*Aim of the task*: Every record must be transcribed in its entirety, apart from the images, which are to be omitted.

= = = =

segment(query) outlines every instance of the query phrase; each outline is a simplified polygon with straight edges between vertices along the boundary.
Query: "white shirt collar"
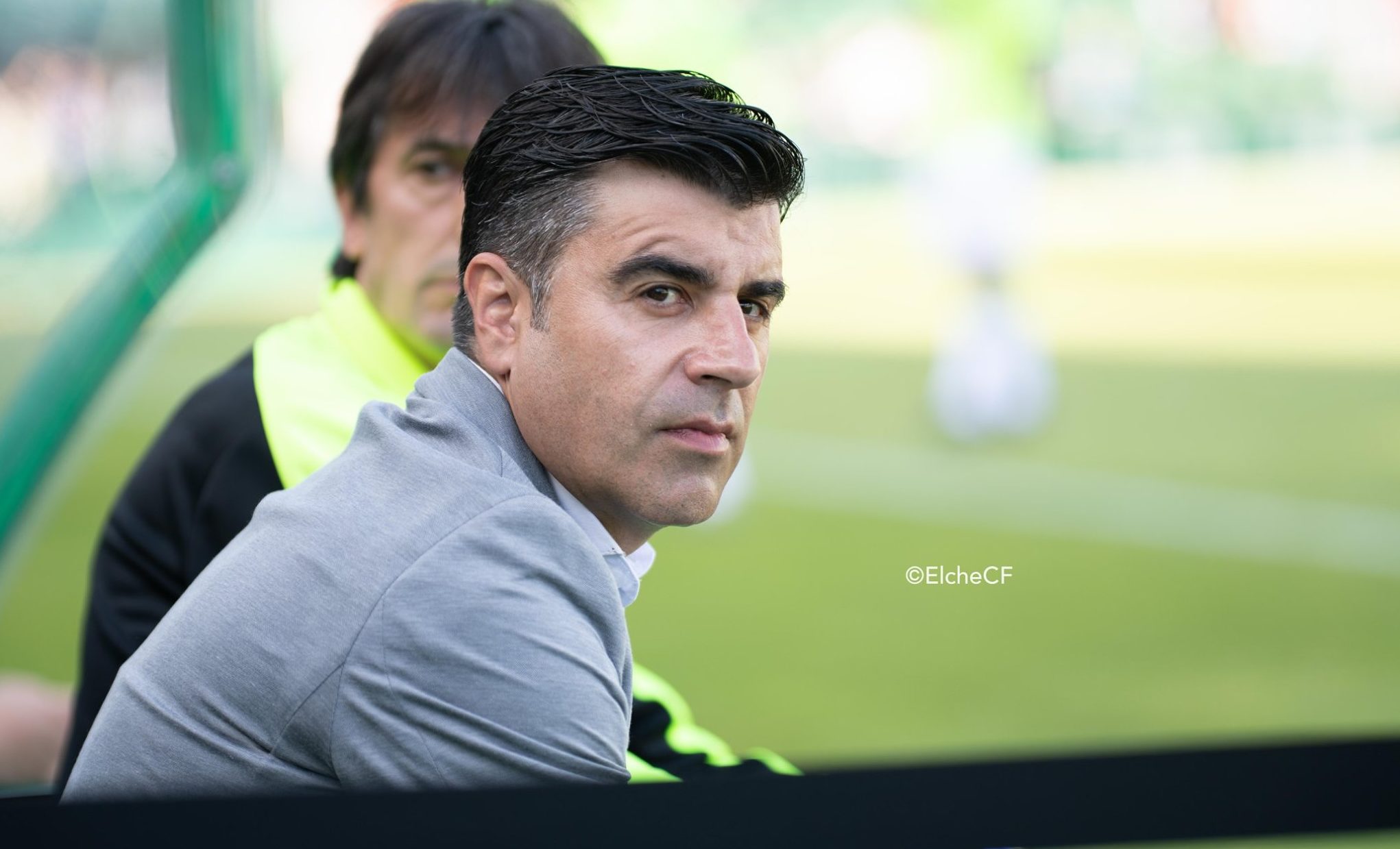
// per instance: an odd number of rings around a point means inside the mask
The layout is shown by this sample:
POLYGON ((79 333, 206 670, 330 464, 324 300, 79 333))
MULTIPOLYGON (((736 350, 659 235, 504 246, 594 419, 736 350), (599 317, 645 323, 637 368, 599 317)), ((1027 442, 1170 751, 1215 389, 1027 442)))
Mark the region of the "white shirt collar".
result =
POLYGON ((657 550, 651 547, 651 543, 643 543, 641 548, 624 554, 622 545, 612 538, 603 523, 584 506, 584 502, 574 498, 574 494, 566 490, 564 484, 559 483, 553 474, 549 476, 549 483, 554 487, 559 506, 564 508, 568 518, 584 530, 584 536, 598 548, 598 554, 603 555, 603 562, 612 568, 623 607, 636 601, 637 593, 641 592, 641 576, 651 569, 651 564, 657 562, 657 550))
MULTIPOLYGON (((468 359, 476 366, 476 371, 486 375, 486 379, 496 386, 497 392, 505 393, 500 382, 482 368, 482 364, 470 357, 468 359)), ((547 473, 549 470, 546 470, 547 473)), ((598 516, 594 516, 592 511, 584 506, 584 502, 574 498, 574 494, 566 490, 564 484, 559 483, 553 474, 549 476, 549 483, 554 487, 554 497, 559 499, 559 506, 564 508, 568 518, 578 525, 584 536, 598 548, 598 554, 603 557, 603 562, 612 568, 623 607, 636 601, 637 593, 641 590, 641 576, 657 562, 657 550, 651 547, 651 543, 643 543, 641 548, 637 548, 631 554, 624 554, 622 545, 612 538, 603 523, 598 520, 598 516)))

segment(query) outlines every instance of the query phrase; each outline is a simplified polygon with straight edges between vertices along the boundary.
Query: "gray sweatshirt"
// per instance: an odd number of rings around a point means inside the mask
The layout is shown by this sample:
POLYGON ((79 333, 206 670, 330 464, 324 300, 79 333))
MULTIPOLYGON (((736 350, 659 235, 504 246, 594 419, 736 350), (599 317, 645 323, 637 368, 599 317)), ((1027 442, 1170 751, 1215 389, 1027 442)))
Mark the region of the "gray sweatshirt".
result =
POLYGON ((122 667, 63 800, 624 782, 616 568, 449 351, 258 505, 122 667))

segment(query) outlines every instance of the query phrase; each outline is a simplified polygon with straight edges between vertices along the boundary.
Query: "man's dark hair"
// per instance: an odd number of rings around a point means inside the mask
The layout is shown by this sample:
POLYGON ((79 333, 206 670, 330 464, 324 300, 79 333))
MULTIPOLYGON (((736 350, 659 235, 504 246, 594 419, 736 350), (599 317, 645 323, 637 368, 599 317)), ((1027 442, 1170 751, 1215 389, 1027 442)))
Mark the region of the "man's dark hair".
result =
MULTIPOLYGON (((802 152, 727 85, 694 71, 557 70, 508 97, 466 161, 459 283, 473 256, 500 255, 529 285, 531 323, 545 327, 554 262, 588 227, 589 178, 615 161, 679 176, 738 208, 777 203, 780 217, 802 193, 802 152)), ((452 341, 472 354, 465 288, 452 341)))
MULTIPOLYGON (((553 6, 536 0, 413 3, 393 13, 360 55, 340 99, 330 180, 368 207, 370 162, 395 120, 491 112, 505 95, 559 67, 602 62, 553 6)), ((353 277, 336 255, 332 274, 353 277)))

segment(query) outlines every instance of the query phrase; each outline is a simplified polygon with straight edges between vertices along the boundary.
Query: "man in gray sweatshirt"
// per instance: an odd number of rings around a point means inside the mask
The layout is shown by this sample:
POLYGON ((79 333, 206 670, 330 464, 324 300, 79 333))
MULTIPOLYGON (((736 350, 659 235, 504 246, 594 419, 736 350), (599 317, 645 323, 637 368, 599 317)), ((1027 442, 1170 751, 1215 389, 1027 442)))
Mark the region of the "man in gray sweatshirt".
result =
POLYGON ((258 506, 66 801, 627 779, 633 555, 743 449, 802 157, 706 77, 595 66, 511 95, 465 180, 455 348, 258 506))

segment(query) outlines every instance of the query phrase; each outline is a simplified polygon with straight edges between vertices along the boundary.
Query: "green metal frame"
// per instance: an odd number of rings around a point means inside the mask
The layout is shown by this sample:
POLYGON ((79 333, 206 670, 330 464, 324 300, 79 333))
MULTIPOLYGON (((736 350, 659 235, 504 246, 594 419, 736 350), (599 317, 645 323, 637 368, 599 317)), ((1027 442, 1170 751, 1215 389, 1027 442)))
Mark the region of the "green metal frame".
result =
POLYGON ((0 420, 0 554, 141 322, 248 185, 258 126, 251 116, 262 94, 256 15, 248 0, 167 0, 175 165, 161 180, 150 215, 92 294, 49 333, 0 420))

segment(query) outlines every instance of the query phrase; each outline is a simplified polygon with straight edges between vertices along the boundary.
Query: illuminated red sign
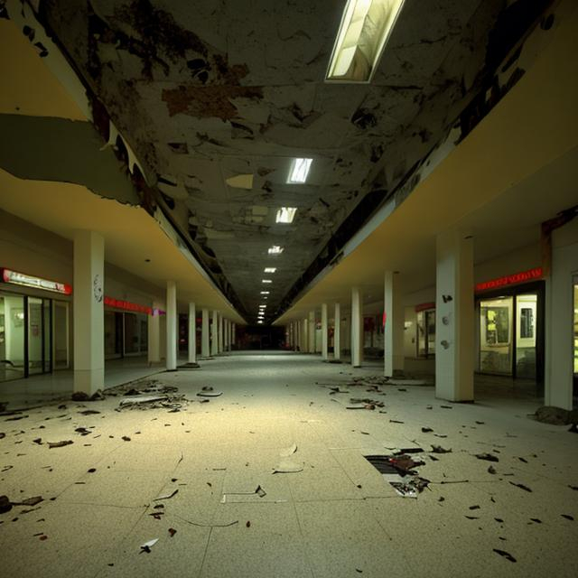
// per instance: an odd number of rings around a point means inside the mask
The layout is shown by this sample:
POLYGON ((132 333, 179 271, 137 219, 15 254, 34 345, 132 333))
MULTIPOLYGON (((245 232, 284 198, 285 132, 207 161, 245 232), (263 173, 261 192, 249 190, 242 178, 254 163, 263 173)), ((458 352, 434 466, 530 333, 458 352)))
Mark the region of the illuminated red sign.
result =
POLYGON ((12 284, 22 285, 23 287, 33 287, 34 289, 43 289, 44 291, 52 291, 65 295, 70 295, 72 293, 72 287, 65 283, 33 277, 24 273, 13 271, 12 269, 1 268, 0 271, 2 272, 2 280, 5 283, 11 283, 12 284))
POLYGON ((153 314, 152 307, 147 307, 146 305, 139 305, 138 303, 132 303, 130 301, 122 301, 121 299, 107 297, 107 295, 105 295, 105 305, 108 305, 108 307, 115 307, 116 309, 132 311, 137 313, 146 313, 147 315, 153 314))
POLYGON ((528 271, 522 271, 522 273, 515 273, 514 275, 508 275, 505 277, 499 277, 498 279, 492 279, 491 281, 484 281, 479 283, 476 285, 476 291, 487 291, 488 289, 498 289, 505 285, 512 285, 517 283, 523 283, 524 281, 532 281, 533 279, 539 279, 542 277, 542 267, 535 267, 528 271))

= = = =

*Response to this exercise*:
segment(query) outlines every instance of the query phrase; each outline is a simplified polygon with straight edges between vertices along the boundary.
Query: "white shirt collar"
// per instance: an odd number of rings around a point means inside the mask
The layout is shown by this sample:
POLYGON ((79 333, 206 670, 330 464, 324 300, 79 333))
MULTIPOLYGON (((736 350, 659 235, 504 246, 594 419, 736 350), (599 317, 645 323, 637 368, 599 317)), ((1027 442, 1170 751, 1215 389, 1027 442)))
Mark the region of the "white shirt collar".
result =
POLYGON ((657 550, 651 547, 651 543, 643 543, 641 548, 624 554, 622 545, 612 538, 603 523, 584 506, 584 502, 574 498, 574 494, 566 490, 564 484, 559 483, 553 474, 549 476, 549 483, 554 487, 559 506, 564 508, 568 518, 584 530, 584 536, 598 548, 598 554, 603 555, 603 562, 612 568, 623 607, 636 601, 637 593, 641 592, 641 576, 651 569, 651 564, 657 562, 657 550))
MULTIPOLYGON (((468 359, 476 366, 476 371, 486 375, 486 379, 496 386, 497 392, 505 393, 500 382, 482 368, 482 364, 470 357, 468 359)), ((547 473, 549 470, 546 470, 547 473)), ((598 516, 594 516, 592 511, 584 506, 584 502, 574 498, 574 494, 566 490, 564 484, 559 483, 553 474, 549 476, 549 483, 554 487, 554 497, 559 499, 559 506, 564 508, 568 518, 578 525, 584 536, 598 548, 598 554, 603 557, 603 562, 612 568, 623 607, 636 601, 637 593, 641 590, 641 576, 657 562, 657 550, 651 547, 651 543, 643 543, 641 548, 637 548, 631 554, 624 554, 622 545, 612 538, 603 523, 598 520, 598 516)))

segment(query) outlines every instance of the query phrase; each outline is a simplified polygon with straight edges between vertices along the boundary.
Query: "gray sweatshirt"
// per instance: an odd number of rings around a point means inside the mask
The layout is shown by this sample:
POLYGON ((79 333, 206 670, 330 464, 324 300, 79 333))
MULTIPOLYGON (((736 350, 659 235, 504 246, 594 419, 736 350), (599 317, 645 323, 637 368, 599 317)), ((1027 442, 1170 751, 1215 389, 1027 442)))
Mark the region of the "gray sweatshirt".
result =
POLYGON ((122 667, 63 800, 624 782, 616 568, 449 351, 258 505, 122 667))

segment(query) outlines every instance of the query phrase; each outline is a simplified polygon with straight edges between vertices along the boundary.
Query: "man's dark hair"
// per instance: an odd number of rings around a point means inside the mask
The layout is shown by this sample:
POLYGON ((79 333, 206 670, 330 464, 324 300, 79 333))
MULTIPOLYGON (((736 350, 659 235, 504 246, 594 419, 736 350), (599 317, 645 323, 637 368, 599 317)), ((1027 442, 1170 751, 1215 389, 1027 442)))
Mark the region of the "man's dark hair".
result =
MULTIPOLYGON (((802 152, 727 85, 694 71, 557 70, 508 97, 466 161, 459 283, 473 256, 500 255, 529 285, 531 323, 545 327, 554 262, 588 227, 589 178, 615 161, 679 176, 738 208, 777 203, 780 217, 802 193, 802 152)), ((452 341, 472 354, 465 288, 452 341)))
MULTIPOLYGON (((553 6, 536 0, 413 3, 393 13, 360 55, 340 99, 330 180, 368 207, 370 162, 395 120, 491 112, 505 95, 559 67, 602 62, 553 6)), ((353 277, 336 255, 332 274, 353 277)))

segment(query) outlines every instance of the query phrase; each outline is a simplified polygon with straight edges between vertices along the boundary.
Query: "man in gray sweatshirt"
// per instance: an odd number of rings around a point means inside the mask
The layout is shown by this sample:
POLYGON ((79 333, 206 670, 330 464, 324 300, 79 333))
MULTIPOLYGON (((736 350, 659 235, 504 246, 594 419, 736 350), (599 317, 645 323, 637 368, 599 317)), ((1027 442, 1170 751, 1215 389, 1027 442)))
Mark the region of the "man in gray sweatshirt".
result =
POLYGON ((258 506, 66 801, 627 779, 633 555, 743 449, 802 157, 706 77, 595 66, 511 95, 465 180, 455 348, 258 506))

segment(query) outlines every instance of the query phrase; each outline is a simplified polygon with straight edges between vertices along the boundary.
Query: "green metal frame"
// per instance: an odd number of rings around a point means inside the mask
The layout is shown by this sample:
POLYGON ((79 333, 206 670, 330 464, 324 300, 79 333))
MULTIPOLYGON (((736 350, 659 235, 504 246, 594 419, 736 350), (599 317, 645 323, 637 368, 599 317)), ((1027 442, 1170 751, 1215 389, 1027 442)))
Mark the region of the "green metal frame".
result =
POLYGON ((0 420, 0 554, 141 322, 248 185, 258 126, 251 116, 262 94, 256 15, 248 0, 167 0, 175 165, 161 180, 150 215, 92 294, 49 333, 0 420))

segment(query) outlines every instance of the query phrase; each outline is a simplified polygon with straight edges between vertices along the boundary.
Query: illuminated red sign
// per instance: an odd number of rings around a point means inside the mask
The layout is shown by this sample:
POLYGON ((132 333, 179 271, 137 219, 15 254, 34 345, 132 333))
MULTIPOLYGON (((245 232, 284 198, 285 132, 207 161, 245 232), (263 173, 261 192, 249 190, 242 178, 254 163, 263 173)), ((458 352, 434 466, 530 333, 458 352)))
Mark the region of the illuminated red sign.
result =
POLYGON ((12 284, 22 285, 23 287, 33 287, 34 289, 43 289, 44 291, 52 291, 65 295, 70 295, 72 293, 72 287, 65 283, 33 277, 24 273, 13 271, 12 269, 1 268, 0 271, 2 272, 2 280, 5 283, 11 283, 12 284))
POLYGON ((153 314, 152 307, 147 307, 146 305, 139 305, 138 303, 132 303, 130 301, 122 301, 121 299, 107 297, 107 295, 105 295, 105 305, 108 305, 108 307, 115 307, 116 309, 132 311, 137 313, 146 313, 147 315, 153 314))
POLYGON ((528 271, 522 271, 522 273, 515 273, 514 275, 508 275, 505 277, 499 277, 498 279, 492 279, 491 281, 484 281, 479 283, 476 285, 476 291, 487 291, 488 289, 498 289, 505 285, 512 285, 517 283, 523 283, 524 281, 532 281, 533 279, 539 279, 542 277, 542 267, 535 267, 528 271))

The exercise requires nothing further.